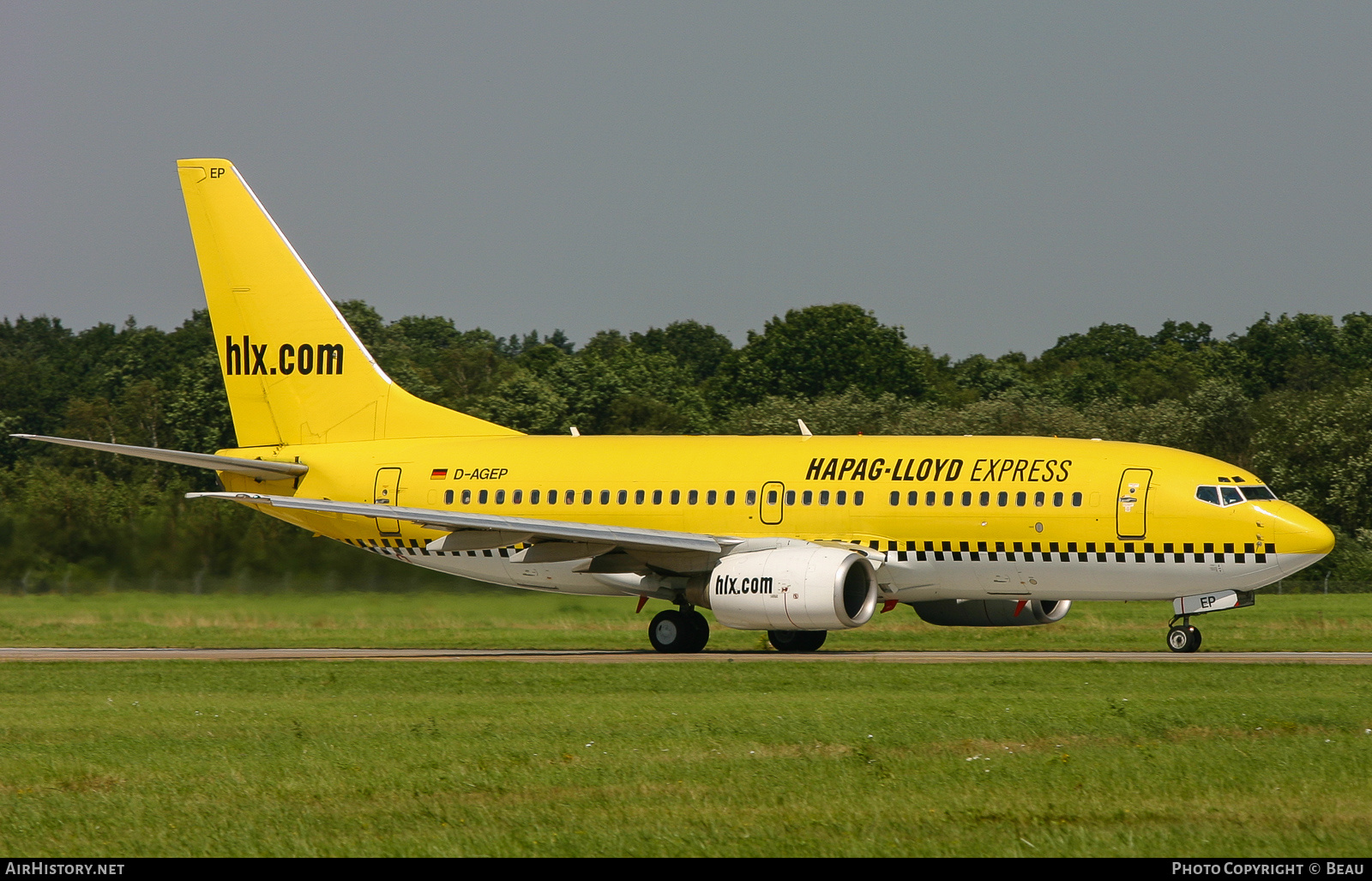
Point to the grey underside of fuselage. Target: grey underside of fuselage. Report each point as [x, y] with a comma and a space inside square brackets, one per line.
[962, 576]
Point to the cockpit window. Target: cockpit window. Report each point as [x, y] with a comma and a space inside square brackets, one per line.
[1225, 496]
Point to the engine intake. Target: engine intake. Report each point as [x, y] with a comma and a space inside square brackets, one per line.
[806, 588]
[991, 612]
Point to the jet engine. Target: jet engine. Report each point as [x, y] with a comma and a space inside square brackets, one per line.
[991, 612]
[795, 588]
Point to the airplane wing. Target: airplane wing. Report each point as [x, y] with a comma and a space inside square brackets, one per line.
[471, 531]
[249, 467]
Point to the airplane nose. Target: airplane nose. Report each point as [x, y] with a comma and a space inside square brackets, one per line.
[1300, 533]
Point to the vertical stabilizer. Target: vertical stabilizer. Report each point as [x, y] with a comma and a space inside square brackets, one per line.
[292, 366]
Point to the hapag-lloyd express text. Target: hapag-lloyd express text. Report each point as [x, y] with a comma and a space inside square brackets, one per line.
[942, 469]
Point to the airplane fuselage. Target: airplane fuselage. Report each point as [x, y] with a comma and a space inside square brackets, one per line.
[947, 516]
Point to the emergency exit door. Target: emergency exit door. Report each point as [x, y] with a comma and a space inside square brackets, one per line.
[773, 503]
[388, 492]
[1132, 503]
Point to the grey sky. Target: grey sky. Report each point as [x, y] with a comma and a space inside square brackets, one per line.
[990, 176]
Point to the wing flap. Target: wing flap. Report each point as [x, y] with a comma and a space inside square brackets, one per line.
[498, 526]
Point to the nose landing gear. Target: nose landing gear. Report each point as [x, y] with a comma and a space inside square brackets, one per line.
[1183, 638]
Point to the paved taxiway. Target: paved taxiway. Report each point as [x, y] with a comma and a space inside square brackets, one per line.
[637, 658]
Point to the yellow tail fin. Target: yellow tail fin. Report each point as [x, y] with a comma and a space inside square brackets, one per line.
[292, 366]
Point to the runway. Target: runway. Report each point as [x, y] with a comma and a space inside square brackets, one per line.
[582, 656]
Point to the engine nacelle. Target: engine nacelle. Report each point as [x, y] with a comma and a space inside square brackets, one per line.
[797, 588]
[991, 612]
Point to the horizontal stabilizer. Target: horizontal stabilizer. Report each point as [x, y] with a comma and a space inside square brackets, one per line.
[247, 467]
[501, 528]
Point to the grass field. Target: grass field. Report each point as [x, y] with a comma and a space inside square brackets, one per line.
[479, 757]
[493, 618]
[423, 757]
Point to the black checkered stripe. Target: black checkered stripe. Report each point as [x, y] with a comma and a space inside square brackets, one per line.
[395, 546]
[1076, 552]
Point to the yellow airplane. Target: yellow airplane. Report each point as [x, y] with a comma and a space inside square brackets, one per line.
[795, 535]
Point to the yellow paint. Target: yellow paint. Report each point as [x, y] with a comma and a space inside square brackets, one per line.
[368, 441]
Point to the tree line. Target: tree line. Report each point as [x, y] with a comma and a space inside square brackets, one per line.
[1289, 398]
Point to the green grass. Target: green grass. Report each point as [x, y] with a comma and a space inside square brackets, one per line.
[477, 618]
[479, 757]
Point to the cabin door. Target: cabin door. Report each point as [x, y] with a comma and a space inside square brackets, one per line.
[773, 503]
[388, 492]
[1132, 503]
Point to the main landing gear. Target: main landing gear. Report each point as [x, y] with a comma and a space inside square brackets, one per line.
[797, 640]
[679, 631]
[1183, 637]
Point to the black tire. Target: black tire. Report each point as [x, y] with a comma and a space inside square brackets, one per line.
[797, 640]
[677, 633]
[1184, 640]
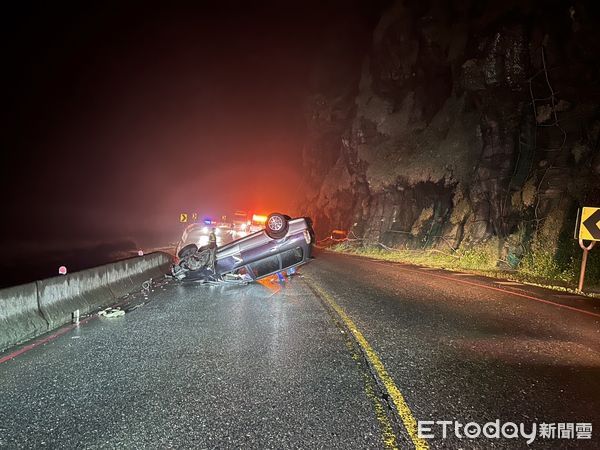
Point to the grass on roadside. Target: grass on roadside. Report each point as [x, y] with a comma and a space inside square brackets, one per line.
[538, 270]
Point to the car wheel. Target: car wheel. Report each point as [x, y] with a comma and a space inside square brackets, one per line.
[276, 226]
[188, 250]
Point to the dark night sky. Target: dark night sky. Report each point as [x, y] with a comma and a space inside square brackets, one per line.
[119, 117]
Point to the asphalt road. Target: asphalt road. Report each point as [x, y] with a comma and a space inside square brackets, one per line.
[303, 364]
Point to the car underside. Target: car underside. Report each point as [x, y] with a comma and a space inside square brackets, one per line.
[284, 244]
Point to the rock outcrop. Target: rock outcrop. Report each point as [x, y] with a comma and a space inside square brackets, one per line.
[462, 124]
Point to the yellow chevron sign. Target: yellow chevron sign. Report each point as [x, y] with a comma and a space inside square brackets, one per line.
[589, 225]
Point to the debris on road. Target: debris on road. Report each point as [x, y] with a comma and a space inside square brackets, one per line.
[111, 312]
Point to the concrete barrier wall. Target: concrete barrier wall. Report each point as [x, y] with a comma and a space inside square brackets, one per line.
[32, 309]
[20, 317]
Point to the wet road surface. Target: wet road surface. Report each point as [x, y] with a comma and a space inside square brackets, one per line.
[277, 365]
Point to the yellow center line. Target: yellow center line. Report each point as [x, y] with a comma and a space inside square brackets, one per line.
[394, 393]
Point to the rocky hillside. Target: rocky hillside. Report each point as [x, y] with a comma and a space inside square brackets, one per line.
[461, 125]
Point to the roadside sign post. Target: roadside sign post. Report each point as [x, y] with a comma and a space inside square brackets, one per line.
[589, 230]
[584, 261]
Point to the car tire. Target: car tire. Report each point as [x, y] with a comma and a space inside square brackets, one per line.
[276, 225]
[188, 250]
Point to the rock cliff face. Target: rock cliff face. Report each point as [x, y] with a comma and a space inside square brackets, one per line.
[461, 124]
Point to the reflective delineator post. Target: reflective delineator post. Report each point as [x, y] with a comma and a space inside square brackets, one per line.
[584, 262]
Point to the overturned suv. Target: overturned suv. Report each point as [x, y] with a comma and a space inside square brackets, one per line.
[285, 243]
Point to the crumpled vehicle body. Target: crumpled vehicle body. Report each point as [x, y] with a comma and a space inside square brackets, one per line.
[284, 243]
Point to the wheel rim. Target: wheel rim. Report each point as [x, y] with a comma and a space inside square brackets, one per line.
[275, 223]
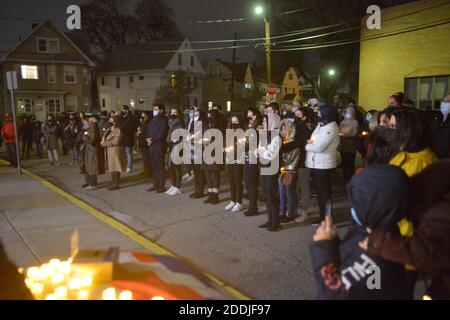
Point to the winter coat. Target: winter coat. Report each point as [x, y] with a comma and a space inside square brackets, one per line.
[428, 249]
[349, 129]
[128, 128]
[379, 196]
[71, 135]
[414, 162]
[112, 141]
[322, 153]
[157, 130]
[93, 155]
[8, 135]
[51, 132]
[441, 138]
[142, 143]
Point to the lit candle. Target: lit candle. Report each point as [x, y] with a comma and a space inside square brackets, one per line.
[75, 284]
[61, 292]
[109, 294]
[83, 295]
[37, 288]
[126, 295]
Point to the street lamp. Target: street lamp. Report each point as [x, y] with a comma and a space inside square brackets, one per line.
[259, 10]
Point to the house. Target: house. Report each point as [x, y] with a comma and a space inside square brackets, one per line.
[217, 83]
[53, 74]
[410, 53]
[134, 74]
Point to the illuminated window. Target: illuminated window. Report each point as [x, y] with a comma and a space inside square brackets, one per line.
[51, 74]
[48, 45]
[29, 72]
[70, 74]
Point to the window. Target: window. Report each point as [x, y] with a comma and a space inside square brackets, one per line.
[85, 76]
[51, 74]
[54, 105]
[29, 72]
[427, 91]
[72, 103]
[70, 74]
[131, 81]
[25, 105]
[48, 45]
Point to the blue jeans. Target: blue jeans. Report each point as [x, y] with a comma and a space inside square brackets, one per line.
[75, 154]
[38, 150]
[289, 192]
[129, 155]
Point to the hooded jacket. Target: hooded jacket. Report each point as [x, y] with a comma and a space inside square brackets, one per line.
[379, 196]
[322, 153]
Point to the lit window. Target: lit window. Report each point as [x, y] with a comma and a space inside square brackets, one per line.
[29, 72]
[70, 74]
[48, 45]
[51, 71]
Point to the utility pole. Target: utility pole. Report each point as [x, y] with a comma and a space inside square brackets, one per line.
[233, 61]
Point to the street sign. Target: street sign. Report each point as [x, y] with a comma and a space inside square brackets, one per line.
[11, 80]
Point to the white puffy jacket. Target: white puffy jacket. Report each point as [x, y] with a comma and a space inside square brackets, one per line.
[322, 153]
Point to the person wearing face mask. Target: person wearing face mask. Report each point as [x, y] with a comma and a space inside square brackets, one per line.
[378, 196]
[441, 131]
[156, 135]
[348, 130]
[112, 141]
[128, 129]
[175, 123]
[253, 122]
[235, 167]
[142, 143]
[70, 137]
[195, 139]
[321, 154]
[212, 171]
[51, 130]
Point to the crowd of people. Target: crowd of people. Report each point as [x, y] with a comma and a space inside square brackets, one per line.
[400, 198]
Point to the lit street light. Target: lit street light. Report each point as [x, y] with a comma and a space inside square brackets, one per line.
[259, 10]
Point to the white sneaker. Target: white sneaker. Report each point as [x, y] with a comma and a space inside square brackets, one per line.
[230, 206]
[237, 207]
[170, 190]
[175, 192]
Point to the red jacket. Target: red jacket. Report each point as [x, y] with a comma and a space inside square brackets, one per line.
[8, 133]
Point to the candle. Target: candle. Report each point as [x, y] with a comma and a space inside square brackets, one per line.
[83, 295]
[37, 288]
[61, 292]
[75, 284]
[126, 295]
[109, 294]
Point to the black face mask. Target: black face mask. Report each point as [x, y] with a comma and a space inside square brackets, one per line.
[388, 134]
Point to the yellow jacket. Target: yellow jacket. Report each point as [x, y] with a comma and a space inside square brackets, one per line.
[412, 164]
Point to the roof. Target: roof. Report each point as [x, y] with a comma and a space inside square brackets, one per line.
[239, 69]
[59, 56]
[141, 56]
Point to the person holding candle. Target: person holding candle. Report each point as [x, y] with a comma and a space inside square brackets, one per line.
[235, 166]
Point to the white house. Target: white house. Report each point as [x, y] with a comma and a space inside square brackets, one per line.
[133, 73]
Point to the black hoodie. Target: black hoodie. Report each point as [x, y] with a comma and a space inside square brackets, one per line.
[379, 196]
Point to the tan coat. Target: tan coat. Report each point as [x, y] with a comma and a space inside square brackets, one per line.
[112, 141]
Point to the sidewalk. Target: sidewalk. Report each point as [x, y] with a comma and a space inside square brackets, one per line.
[36, 223]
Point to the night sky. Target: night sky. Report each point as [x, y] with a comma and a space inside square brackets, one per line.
[16, 16]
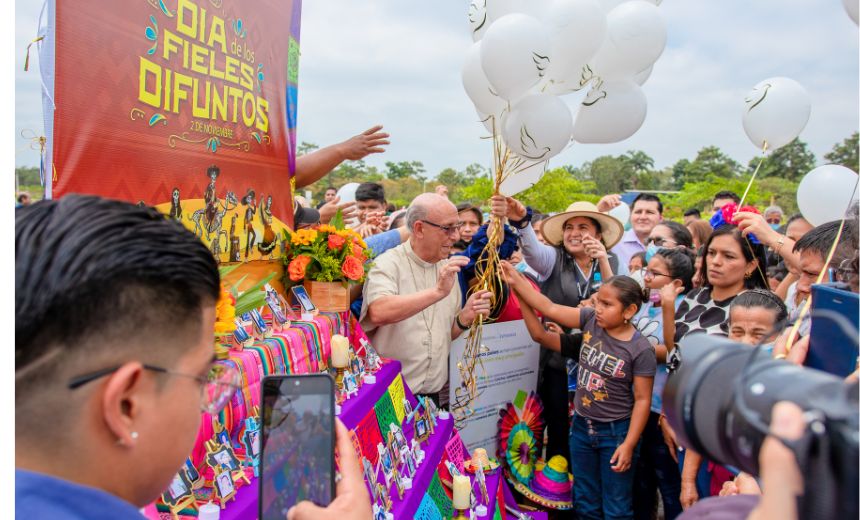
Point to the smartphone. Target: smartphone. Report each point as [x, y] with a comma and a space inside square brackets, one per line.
[833, 338]
[298, 439]
[301, 295]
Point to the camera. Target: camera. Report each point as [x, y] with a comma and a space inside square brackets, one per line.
[719, 399]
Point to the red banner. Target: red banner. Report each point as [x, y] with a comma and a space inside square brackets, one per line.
[186, 105]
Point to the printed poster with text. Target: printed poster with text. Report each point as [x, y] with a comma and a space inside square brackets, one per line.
[185, 105]
[511, 364]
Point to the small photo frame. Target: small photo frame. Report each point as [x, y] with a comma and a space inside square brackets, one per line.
[223, 458]
[224, 438]
[258, 321]
[224, 486]
[191, 471]
[421, 430]
[407, 409]
[303, 298]
[240, 334]
[370, 478]
[179, 490]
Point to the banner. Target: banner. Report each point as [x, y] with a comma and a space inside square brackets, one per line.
[185, 105]
[511, 365]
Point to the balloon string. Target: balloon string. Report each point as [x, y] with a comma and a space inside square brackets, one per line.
[749, 185]
[792, 336]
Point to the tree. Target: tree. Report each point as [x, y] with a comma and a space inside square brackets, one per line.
[710, 160]
[845, 153]
[556, 190]
[405, 169]
[609, 174]
[791, 162]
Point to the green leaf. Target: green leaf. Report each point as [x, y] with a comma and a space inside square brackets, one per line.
[337, 221]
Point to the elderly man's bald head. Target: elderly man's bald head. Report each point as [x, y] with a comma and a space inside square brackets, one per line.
[428, 206]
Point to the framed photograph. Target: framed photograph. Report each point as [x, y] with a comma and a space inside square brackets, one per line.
[223, 458]
[191, 471]
[179, 490]
[410, 463]
[370, 478]
[275, 303]
[304, 299]
[421, 432]
[240, 334]
[224, 486]
[224, 438]
[258, 321]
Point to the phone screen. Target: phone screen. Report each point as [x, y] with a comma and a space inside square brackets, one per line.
[297, 461]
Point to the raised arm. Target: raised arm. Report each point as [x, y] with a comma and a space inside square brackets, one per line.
[315, 165]
[540, 257]
[564, 315]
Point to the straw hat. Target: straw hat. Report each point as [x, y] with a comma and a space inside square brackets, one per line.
[611, 228]
[551, 486]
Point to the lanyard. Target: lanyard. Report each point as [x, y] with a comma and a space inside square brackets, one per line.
[583, 292]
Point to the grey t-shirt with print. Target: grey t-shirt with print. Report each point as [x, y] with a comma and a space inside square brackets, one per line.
[604, 389]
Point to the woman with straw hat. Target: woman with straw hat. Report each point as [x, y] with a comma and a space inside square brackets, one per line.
[572, 267]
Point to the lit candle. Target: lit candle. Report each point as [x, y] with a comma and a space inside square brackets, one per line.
[462, 492]
[339, 351]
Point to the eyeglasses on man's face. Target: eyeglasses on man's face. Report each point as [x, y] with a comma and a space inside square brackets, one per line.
[660, 242]
[216, 387]
[450, 230]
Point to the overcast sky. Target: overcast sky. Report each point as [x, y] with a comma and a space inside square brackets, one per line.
[398, 63]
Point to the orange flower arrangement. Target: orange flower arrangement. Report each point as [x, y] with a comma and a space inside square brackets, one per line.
[326, 253]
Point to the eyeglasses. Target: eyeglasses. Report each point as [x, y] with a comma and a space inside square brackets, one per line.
[216, 387]
[446, 229]
[649, 274]
[659, 241]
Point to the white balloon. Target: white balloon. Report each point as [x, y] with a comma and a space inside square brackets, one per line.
[852, 7]
[608, 5]
[776, 111]
[538, 127]
[576, 29]
[612, 112]
[478, 19]
[527, 176]
[641, 77]
[514, 54]
[476, 85]
[347, 192]
[826, 193]
[638, 34]
[621, 212]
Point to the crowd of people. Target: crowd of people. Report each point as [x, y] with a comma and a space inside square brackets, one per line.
[610, 307]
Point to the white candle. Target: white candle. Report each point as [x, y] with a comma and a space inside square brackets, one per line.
[462, 492]
[339, 351]
[209, 511]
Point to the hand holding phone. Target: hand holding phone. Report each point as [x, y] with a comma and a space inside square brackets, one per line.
[352, 501]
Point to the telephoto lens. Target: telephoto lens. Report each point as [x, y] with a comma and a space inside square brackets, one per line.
[719, 399]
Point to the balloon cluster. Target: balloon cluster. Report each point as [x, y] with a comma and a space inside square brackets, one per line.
[529, 52]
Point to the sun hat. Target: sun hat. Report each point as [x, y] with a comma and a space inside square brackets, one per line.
[611, 229]
[551, 486]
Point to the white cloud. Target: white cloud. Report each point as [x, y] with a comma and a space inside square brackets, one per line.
[398, 64]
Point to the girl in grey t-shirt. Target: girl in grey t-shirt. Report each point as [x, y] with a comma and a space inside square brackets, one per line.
[613, 393]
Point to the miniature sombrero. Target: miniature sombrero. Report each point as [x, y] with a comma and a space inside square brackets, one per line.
[551, 486]
[479, 457]
[611, 229]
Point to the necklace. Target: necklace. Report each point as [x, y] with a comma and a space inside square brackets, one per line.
[427, 325]
[583, 288]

- _Directive_:
Repeat only what runs from the line holding "Point to the sun" to the end of the data, keeping every line exactly as written, first and last included.

- _Correct output_:
Point to the sun hat. Target: sun hat. Report each point as [x, y] with a comma and a space inside square brackets, one per line.
[611, 229]
[551, 486]
Point to the white cloud. Target: white cloud. Report each point as [x, y] with a comma and a space inside square brackets, one per line.
[398, 64]
Point to the girl in grey t-shirt. Target: girl in grey t-shirt. Report each point as [x, y] with a comma and a space inside square brackets, one per line.
[613, 393]
Point to the miniature sombrero. Target: miniature sombrero. Report each point as [x, y] with a comma and a space inside square brackets, one per line.
[551, 486]
[479, 457]
[611, 229]
Point to the necklace. Target: necklace. Report each point as [x, y] with a comma and a space inside square brackets, one per line.
[427, 325]
[583, 288]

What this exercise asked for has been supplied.